Compiti da svolgere
a. Elenca tutti i magistrati che compongono il collegio indicato nella sentenza della Corte di Cassazione.
b. Scrivi il seguito della sentenza della Corte di Cassazione, riprendendo subito dopo l'ultima frase riportata.

Testo
════════════════════
LA CORTE SUPREMA DI CASSAZIONE

SEZIONE TRIBUTARIA

Composta dagli Ill.mi Sigg.ri Magistrati:

Dott. BOTTA Raffaele – rel. Presidente –

Dott. DE MASI Oronzo – Consigliere –

Dott. MELONI Marina – Consigliere –

Dott. SABATO Raffaele – Consigliere –

Dott. SOLAINI Luca – Consigliere –

ha pronunciato la seguente:

SENTENZA

sul ricorso proposto da:

Gruppo Gedi s.r.l., in persona del legale rappresentante pro tempore,

elettivamente domiciliata in Roma, via Panama 74, presso l’avv.

Carlo Colapinto, che, unitamente all’avv. Franco Gagliardi La Gala,

la rappresenta e difende giusta delega a margine del ricorso;

– ricorrente –

contro

Regione Puglia, in persona del legale rappresentante pro tempore,

elettivamente domiciliata in Roma, viale del Vignola 5, presso

l’avv. Livia Ranuzzi, rappresentata e difesa dall’avv. Luigi Quercia

giusta delega in calce al controricorso;

– controricorrente –

avverso la sentenza della Commissione Tributaria Regionale della

Puglia (Bari), Sez. 8 n. 23/08/13 del 5 ottobre 2012, depositata il

27 febbraio 2013, non notificata;

Udita la relazione svolta nella Pubblica Udienza del 3 novembre 2016

dal Presidente e Relatore Dott. Raffaele Botta;

Uditi gli avv.ti Vito Antonio Martielli e Franco Gagliardi La Gala

per la parte ricorrente e l’avv. Luigi Quercia per la parte

controricorrente;

Udito il P.M., nella persona del sostituto Procuratore Generale Dott.

DEL CORE Sergio, che ha concluso per il rigetto del ricorso.

Fatto

SVOLGIMENTO DEL PROCESSO

La controversia concerne l’impugnazione di un atto di contestazione relativo alla sanzione irrogata per presunta attività di discarica abusiva svolta dalla società contribuente su lotti di propria proprietà e di un avviso di accertamento di evasione del tributo speciale per il deposito di rifiuti solidi in discarica con irrogazione delle relative sanzioni.

La società contribuente lamentava:

– difetto di motivazione degli atti impugnati;

– mancato assolvimento dell’onere della prova;

– illegittimo utilizzo di presunzioni e infondatezza nel merito;

– insussistenza di gravi indizi di colpevolezza dato che era stato dichiarato nullo dal Tribunale di Bari il decreto di sequestro preventivo per insufficienza della prova relativa a chi – proprietario o terzi – dovesse essere imputabile il contestato abbandono di materiali;

– mancata verifica sui materiali presenti sui lotti interessati al fine di accertarne la reale natura.

La Commissione adita rigettava il ricorso ritenendo infondate le deduzioni difensive della società e giudicando irrilevante la vicenda relativa al sequestro preventivo penale alla luce di quanto disposto dalla L. n. 549 del 1995, art. 3, comma 32.

L’appello della società contribuente era rigettato con la sentenza in epigrafe.

Avverso tale sentenza la società contribuente propone ricorso con sei motivi, illustrati anche con memoria, con la quale deduce in particolare l’infondatezza delle eccezioni di inammissibilità del ricorso sollevate da parte controricorrente e approfondisce la tematica relativa alla supposta violazione della L. n. 549 del 1995, art. 3, comma 32.
════════════════════
Blocco dati
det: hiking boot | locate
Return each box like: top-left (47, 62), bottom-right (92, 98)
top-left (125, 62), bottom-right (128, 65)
════════════════════
Risposte ai compiti
a.
- Dott. Raffaele Botta (Presidente e relatore)
- Dott. Oronzo De Masi (Consigliere)
- Dott. Marina Meloni (Consigliere)
- Dott. Raffaele Sabato (Consigliere)
- Dott. Luca Solaini (Consigliere)

b.
Resiste la Regione Puglia con controricorso.

Diritto

MOTIVAZIONE

1. Preliminarmente occorre valutare le eccezioni di inammissibilità del ricorso sollevate dalla parte controricorrente in relazione:

– alla violazione del principio di autosufficienza sotto il profilo della costruzione narrativa e argomentativa mediante una c.d. “farcitura” dell’esposizione con atti processuali delle fasi precedenti, metodo che secondo la giurisprudenza di questa Corte realizzerebbe nella sostanza un rinvio puro e semplice agli atti di causa (Cass. S.U. n. 16628 del 2009; S.U. n. 19255 del 2010; Cass. n. 16254 del 2012; n. 18020 del 2013);

– alla violazione dell’obbligo di indicazione degli atti processuali e dei documenti sui quali il ricorso si fonda, in quanto pur avendo la società ricorrente allegato i fascicoli di primo e secondo grado, essa non ha tuttavia precisato, nel ricorso, in quale sede processuale gli atti e i documenti ivi richiamati risultino essere stati prodotti.

1.2. Pur dovendosi riconoscere che le predette deduzioni difensive non siano affatto peregrine, ma abbiano una loro fondatezza, esse, tuttavia, per la sostanziale genericità della loro formulazione non si prestano ad una risoluzione in via generale e definitiva del ricorso stesso, con possibile assorbimento di ogni altra questione: pertanto delle stesse dovrà tenersi conto caso per caso nella valutazione dei singoli motivi di impugnazione.

2. Passando quindi all’esame dei motivi, con il primo di essi la società contribuente lamenta che il giudice di merito abbia omesso di pronunciarsi – di qui la denuncia di violazione dell’art. 112 c.p.c. – su questioni per l’identificazione delle quali la stessa ricorrente si affida alla integrale trascrizione della “memoria integrativa” che essa avrebbe depositato in occasione dell’udienza dell’11 maggio 2012, affermando che dal “semplice confronto” tra la predetta memoria e la sentenza impugnata emergerebbe “ictu oculi il (denunciato) vizio di omessa pronuncia”.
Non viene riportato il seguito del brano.